AIM
Could you format the lines below as a numbered list and leave out any blank lines?

GIVEN ENTRIES
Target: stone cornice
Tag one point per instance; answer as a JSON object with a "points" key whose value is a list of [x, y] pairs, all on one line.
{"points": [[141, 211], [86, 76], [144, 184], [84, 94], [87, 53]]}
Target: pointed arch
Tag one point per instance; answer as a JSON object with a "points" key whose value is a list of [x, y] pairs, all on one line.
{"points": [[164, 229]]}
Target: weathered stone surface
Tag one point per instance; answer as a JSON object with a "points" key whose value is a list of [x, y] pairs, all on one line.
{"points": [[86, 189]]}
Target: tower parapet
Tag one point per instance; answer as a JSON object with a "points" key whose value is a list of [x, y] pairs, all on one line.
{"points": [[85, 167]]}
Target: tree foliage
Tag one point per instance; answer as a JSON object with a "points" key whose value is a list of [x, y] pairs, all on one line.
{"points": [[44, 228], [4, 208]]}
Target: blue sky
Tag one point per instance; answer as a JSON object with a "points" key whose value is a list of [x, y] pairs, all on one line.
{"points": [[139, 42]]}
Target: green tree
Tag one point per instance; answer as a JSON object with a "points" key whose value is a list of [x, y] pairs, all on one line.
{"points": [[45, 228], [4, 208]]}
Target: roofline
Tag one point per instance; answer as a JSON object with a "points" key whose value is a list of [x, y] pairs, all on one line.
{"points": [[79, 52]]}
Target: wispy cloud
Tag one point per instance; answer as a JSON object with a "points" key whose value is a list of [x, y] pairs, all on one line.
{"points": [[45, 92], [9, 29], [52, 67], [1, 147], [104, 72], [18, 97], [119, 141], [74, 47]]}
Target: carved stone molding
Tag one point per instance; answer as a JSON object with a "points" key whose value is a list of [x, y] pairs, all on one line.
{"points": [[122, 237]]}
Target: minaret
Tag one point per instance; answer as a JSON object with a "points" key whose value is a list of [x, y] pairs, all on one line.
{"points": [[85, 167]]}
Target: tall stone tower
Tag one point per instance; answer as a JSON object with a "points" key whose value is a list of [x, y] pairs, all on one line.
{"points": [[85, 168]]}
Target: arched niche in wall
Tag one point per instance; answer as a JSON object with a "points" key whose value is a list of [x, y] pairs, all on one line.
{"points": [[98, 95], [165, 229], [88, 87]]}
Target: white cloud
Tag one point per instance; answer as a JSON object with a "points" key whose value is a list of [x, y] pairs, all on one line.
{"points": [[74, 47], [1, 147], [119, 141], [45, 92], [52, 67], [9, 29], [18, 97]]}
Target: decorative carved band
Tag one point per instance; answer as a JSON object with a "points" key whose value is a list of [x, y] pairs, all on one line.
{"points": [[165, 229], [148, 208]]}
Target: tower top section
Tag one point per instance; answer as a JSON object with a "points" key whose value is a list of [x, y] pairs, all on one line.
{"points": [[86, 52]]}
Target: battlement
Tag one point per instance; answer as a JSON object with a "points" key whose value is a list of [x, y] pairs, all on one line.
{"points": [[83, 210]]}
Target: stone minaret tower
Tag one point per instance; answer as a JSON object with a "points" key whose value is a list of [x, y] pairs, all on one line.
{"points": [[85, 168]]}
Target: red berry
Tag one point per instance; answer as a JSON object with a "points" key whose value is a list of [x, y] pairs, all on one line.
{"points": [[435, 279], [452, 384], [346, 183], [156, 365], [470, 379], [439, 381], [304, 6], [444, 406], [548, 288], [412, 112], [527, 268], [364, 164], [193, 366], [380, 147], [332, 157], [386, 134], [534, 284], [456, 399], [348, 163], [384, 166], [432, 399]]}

SOLUTION FOR THIS EXERCISE
1. Target: stone cornice
2. Tag one point per instance; answer as a JSON object with a "points" key whose value is a list of [x, y] pairs, all on one line.
3. {"points": [[141, 211], [86, 76], [144, 184], [84, 94], [87, 53]]}
4. Target: pointed arch
5. Tag one point per instance; answer as a JSON object with a "points" key whose value is a list of [x, y] pairs, all on one line.
6. {"points": [[164, 229]]}
7. Target: weathered stone surface
8. Tag one point per instance; answer as a JSON object with a "points" key whose value is a list of [x, y] pairs, all on one line.
9. {"points": [[86, 189]]}
10. Target: tower parapet
11. Tag one point per instance; answer as a JSON object with a "points" key whose value is a list of [x, y] pairs, all on one line.
12. {"points": [[85, 167]]}
13. Target: tree foliage
14. Tag one point per instance; answer as a JSON object with a "points" key whose value is a list of [x, y] pairs, all on one line.
15. {"points": [[44, 228], [4, 208]]}
16. Target: blue sky
17. Tag one point per instance; answer as a JSON object with a "points" key whose value is a list of [x, y] pairs, all on one line.
18. {"points": [[139, 42]]}
19. Target: green tree
20. Tag one point per instance; answer as a JSON object with a "points" key whose value is a list of [x, y] pairs, all on one line.
21. {"points": [[45, 228], [4, 208]]}
22. Target: roofline
23. Tag one point per instance; answer as a JSON object with a "points" key whose value is a list of [x, y] pairs, all on one line.
24. {"points": [[79, 52]]}
25. Target: wispy cloud
26. Tag one point per instance; answer as a JSON object with a "points" key whose value is a list of [x, y] pairs, all on one line.
27. {"points": [[45, 92], [9, 29], [52, 67], [1, 147], [104, 72], [18, 97], [119, 141], [74, 47]]}
28. Target: carved stone molding
29. Tag one point per instance; answer as a JSON object with a "points" key whose value is a list of [x, y] pairs, all on one line.
30. {"points": [[122, 237]]}
31. Target: minaret
32. Tag one point per instance; answer as a JSON object with a "points" key whose value is a list of [x, y] pairs, all on one line.
33. {"points": [[85, 167]]}
34. Target: tall stone tower
35. Tag one point per instance; answer as a JSON object with a "points" key whose value is a list of [x, y] pairs, all on one line.
36. {"points": [[85, 168]]}
37. Target: arched niche in wall
38. Tag one point per instance; answer as a JSON object with a "points" key whose value is a list of [x, y] pairs, all on one line.
39. {"points": [[98, 95], [165, 229], [88, 87]]}
40. Target: white cloud
41. Tag one point per instance; answer as a JSON object with a "points" key whose value is a list of [x, y] pairs, all on one line.
42. {"points": [[74, 47], [1, 147], [119, 141], [45, 92], [52, 67], [9, 29], [18, 97]]}
43. Target: decorative carved band
44. Tag one point per instance; answer as a JSON object with a "points" key whose value is a list of [x, y] pairs, all on one line.
45. {"points": [[165, 229], [148, 208]]}
46. Target: tower top section
47. Tag one point per instance; answer as a JSON object with a "points" key whose value is a list of [x, y] pairs, all on one line.
48. {"points": [[86, 52]]}
49. Target: battlement
50. Tag one point per instance; answer as a JSON object with a "points" key whose value is a list of [x, y] pairs, all on one line.
51. {"points": [[83, 210]]}
52. Target: stone minaret tower
53. Tag one point per instance; answer as a JSON object with a "points" key whose value is a list of [x, y] pairs, all on one line.
54. {"points": [[85, 168]]}
55. Target: red berry
56. Tag one point per instance; answer as a JSON object with a "points" key whose value is a list of [x, y] pairs, all on one line.
57. {"points": [[435, 279], [452, 384], [346, 183], [156, 365], [470, 379], [439, 381], [304, 6], [444, 406], [548, 288], [412, 112], [527, 268], [364, 164], [193, 366], [380, 147], [332, 157], [386, 134], [534, 284], [456, 399], [348, 163], [384, 166], [432, 399]]}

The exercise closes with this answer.